COSA SI CHIEDE: Riporta parola per parola il passo dell'articolo sui laici nella Chiesa che comincia con le parole "Ho letto tutto" e finisce con "molti aspetti, condivisibili.".

═══ ESTRATTO DELLA PAGINA

Temi e Opinioni

"Essere preti oggi"

​Non è facile essere laici oggi

Alcune riflessioni a partire dall'articolo di don Giampaolo Ferri

DI Rita Vaglia

Ho letto tutto d’un fiato le riflessioni di don Giampaolo Ferri apparse sul sito della Diocesi di Mantova e, pur nella tristezza e solitudine che trasmettono, esprimono esperienze vissute, sentimenti sinceri, liberi da ipocrisia e, per molti aspetti, condivisibili.

Non c’è dubbio: la Chiesa è in crisi. Possiamo programmare incontri, studi, analisi sulla sinodalità, ma non bastano e non basteranno ad uscirne. Occorre una conversione del cuore, a partire dal Concilio Vaticano II, che riguardi tutti.


Parafrasando le sue parole affermo: non è facile essere laici oggi. Il sentimento di frustrazione personale per una vita parrocchiale morta mi riguarda molto da vicino, e non da ora, e forse non riguarda solo me.


Sono tante le motivazioni; provo a citarne alcune di quelle che mi pare di aver individuato:
- A Mantova il Concilio è stato ignorato, e per lo più osteggiato, come tutte le novità (per comodo immediato, per non averlo capito, per aver preferito procedere per inerzia e svolgere il tradizionale ruolo, che garantiva anche una certa autorità/non autorevolezza) e oggi le chiese sono frequentate, infatti, da credenti sinceri, ma ostili alle novità o ancora troppo dipendenti, nel proprio immaginario, dal potere superiore del sacerdote (non necessariamente fedeli dai capelli bianchi…) secondo la scala gerarchica che persiste. Questi comunque ti ascolteranno, andranno in chiesa, si lamenteranno, ma non avranno un gran ruolo.

══════
═══ MATERIALE

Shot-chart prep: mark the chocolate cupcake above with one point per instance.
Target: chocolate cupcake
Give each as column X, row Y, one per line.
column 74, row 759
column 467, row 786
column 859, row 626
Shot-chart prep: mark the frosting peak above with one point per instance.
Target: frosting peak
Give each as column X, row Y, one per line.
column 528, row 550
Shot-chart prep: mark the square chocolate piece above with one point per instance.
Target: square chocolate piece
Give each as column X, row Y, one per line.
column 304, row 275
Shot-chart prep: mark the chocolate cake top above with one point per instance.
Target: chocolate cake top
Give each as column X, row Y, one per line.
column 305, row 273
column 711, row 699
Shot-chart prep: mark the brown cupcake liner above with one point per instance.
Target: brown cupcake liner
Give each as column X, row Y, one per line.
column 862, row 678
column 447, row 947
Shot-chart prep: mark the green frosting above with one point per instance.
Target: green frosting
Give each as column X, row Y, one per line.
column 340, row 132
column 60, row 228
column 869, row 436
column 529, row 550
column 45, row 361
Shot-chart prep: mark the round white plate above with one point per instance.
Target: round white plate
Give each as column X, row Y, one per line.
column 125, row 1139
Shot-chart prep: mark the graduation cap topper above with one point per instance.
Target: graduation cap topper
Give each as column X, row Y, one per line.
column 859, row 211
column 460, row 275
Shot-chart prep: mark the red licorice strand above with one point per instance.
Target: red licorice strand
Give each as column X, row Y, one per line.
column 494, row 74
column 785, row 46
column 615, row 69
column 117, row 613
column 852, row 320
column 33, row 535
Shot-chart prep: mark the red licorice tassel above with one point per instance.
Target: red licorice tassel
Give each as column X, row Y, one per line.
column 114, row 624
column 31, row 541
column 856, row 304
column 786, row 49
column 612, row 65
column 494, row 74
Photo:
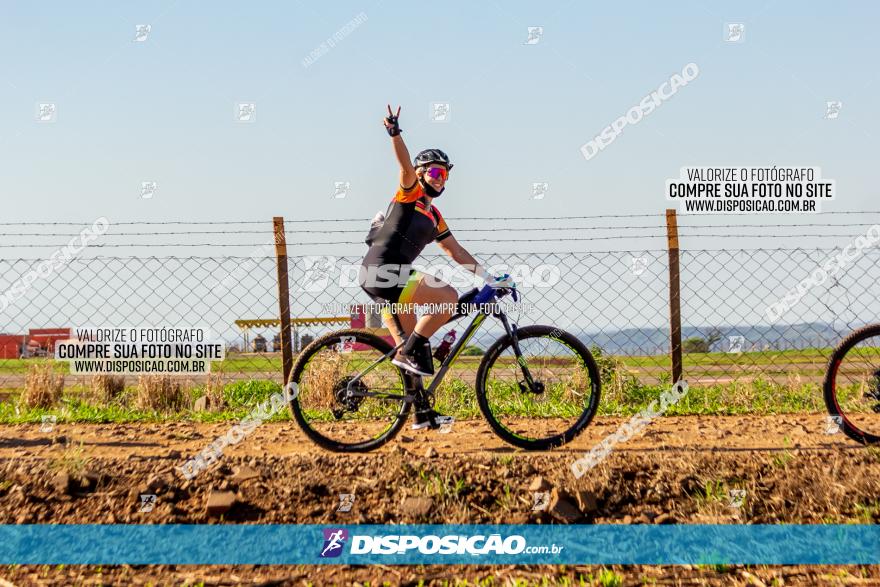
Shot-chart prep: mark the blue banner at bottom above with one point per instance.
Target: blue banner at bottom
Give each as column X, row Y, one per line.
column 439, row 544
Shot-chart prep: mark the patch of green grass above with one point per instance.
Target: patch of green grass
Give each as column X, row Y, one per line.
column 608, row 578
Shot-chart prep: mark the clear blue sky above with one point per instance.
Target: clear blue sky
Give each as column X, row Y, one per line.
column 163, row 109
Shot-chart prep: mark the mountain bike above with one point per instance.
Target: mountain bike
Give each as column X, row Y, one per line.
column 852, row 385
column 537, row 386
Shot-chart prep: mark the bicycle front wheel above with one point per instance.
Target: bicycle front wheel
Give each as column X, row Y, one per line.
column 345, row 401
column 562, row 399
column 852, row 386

══════
═══ MATERIALE

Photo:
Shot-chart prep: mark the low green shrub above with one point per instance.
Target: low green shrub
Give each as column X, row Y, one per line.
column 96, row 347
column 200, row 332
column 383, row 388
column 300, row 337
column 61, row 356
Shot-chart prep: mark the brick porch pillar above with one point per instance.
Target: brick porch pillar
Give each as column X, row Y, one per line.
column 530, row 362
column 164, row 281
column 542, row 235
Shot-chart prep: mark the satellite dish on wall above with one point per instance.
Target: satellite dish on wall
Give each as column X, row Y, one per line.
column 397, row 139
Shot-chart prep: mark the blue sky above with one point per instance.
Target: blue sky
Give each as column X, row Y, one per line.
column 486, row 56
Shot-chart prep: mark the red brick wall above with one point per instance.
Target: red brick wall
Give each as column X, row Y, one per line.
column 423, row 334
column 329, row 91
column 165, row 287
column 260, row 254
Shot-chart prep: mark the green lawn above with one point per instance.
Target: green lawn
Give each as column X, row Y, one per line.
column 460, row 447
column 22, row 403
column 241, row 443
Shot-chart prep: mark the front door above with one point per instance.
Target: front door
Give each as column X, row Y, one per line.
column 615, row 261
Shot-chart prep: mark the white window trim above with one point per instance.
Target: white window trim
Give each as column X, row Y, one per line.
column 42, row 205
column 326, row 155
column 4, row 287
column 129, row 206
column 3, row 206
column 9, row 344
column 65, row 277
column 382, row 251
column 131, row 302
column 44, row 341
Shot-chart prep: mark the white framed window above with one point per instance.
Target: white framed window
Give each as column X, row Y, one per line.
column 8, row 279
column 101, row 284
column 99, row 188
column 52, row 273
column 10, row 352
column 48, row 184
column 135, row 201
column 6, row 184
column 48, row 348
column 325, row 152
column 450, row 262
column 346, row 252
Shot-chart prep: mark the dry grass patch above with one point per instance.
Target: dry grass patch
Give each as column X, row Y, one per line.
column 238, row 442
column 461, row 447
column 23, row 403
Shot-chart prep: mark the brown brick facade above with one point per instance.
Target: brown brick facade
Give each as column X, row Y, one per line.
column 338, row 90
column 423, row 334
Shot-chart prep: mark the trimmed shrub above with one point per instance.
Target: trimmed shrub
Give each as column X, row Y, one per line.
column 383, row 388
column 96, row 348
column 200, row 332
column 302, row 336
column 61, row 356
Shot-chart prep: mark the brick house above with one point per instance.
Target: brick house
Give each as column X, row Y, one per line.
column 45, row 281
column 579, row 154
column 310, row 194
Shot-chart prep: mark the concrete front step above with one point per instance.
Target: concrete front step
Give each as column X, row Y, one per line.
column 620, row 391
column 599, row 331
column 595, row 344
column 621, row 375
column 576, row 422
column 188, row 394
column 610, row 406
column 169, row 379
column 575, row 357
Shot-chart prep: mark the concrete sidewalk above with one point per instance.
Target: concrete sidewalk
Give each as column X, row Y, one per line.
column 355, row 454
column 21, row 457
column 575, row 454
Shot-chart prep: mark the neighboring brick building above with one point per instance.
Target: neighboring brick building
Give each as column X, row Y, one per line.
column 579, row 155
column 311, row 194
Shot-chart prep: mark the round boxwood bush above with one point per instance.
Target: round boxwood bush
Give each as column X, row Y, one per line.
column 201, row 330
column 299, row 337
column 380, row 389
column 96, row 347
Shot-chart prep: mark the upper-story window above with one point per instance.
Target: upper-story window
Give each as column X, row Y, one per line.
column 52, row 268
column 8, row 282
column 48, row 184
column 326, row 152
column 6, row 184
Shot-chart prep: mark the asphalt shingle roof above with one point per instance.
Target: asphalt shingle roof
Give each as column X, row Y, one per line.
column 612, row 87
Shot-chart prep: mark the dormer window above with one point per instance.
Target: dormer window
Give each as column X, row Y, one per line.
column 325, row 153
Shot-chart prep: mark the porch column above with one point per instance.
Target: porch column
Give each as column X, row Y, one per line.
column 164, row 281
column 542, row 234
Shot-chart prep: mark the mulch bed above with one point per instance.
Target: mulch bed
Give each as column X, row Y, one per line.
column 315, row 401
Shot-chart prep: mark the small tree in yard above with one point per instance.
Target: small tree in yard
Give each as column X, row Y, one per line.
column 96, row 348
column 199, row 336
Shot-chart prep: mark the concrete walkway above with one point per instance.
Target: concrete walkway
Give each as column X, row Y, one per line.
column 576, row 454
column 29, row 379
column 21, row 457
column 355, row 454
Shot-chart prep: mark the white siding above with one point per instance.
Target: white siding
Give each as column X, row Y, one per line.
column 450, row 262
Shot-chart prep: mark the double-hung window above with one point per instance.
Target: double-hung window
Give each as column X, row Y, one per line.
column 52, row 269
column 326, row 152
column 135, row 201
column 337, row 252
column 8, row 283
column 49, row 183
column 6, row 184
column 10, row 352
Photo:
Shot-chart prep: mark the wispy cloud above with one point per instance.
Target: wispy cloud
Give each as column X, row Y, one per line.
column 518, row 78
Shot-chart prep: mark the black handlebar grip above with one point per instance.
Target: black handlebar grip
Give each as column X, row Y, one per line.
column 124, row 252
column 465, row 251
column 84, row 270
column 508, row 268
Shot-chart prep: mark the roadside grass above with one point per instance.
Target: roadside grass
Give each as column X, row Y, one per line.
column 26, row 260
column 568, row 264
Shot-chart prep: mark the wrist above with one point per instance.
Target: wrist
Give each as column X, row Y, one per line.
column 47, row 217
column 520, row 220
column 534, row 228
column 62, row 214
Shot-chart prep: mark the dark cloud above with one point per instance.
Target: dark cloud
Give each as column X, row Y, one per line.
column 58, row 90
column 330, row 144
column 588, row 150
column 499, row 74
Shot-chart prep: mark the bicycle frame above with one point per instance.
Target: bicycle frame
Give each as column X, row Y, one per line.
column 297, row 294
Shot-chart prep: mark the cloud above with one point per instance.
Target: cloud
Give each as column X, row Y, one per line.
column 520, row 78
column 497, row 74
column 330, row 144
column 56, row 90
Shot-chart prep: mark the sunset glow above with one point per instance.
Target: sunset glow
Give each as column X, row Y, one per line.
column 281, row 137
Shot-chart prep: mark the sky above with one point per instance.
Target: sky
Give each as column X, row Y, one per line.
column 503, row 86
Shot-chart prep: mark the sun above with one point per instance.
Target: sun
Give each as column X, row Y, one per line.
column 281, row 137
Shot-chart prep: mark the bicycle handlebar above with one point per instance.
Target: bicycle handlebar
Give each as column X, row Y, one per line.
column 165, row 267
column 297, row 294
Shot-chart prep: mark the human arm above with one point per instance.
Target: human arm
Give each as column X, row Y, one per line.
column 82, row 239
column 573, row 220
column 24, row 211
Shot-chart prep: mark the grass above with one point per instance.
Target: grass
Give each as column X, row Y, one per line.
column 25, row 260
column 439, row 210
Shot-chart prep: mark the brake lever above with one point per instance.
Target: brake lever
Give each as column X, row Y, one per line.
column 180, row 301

══════

LA SOLUZIONE:
Ho letto tutto d’un fiato le riflessioni di don Giampaolo Ferri apparse sul sito della Diocesi di Mantova e, pur nella tristezza e solitudine che trasmettono, esprimono esperienze vissute, sentimenti sinceri, liberi da ipocrisia e, per molti aspetti, condivisibili.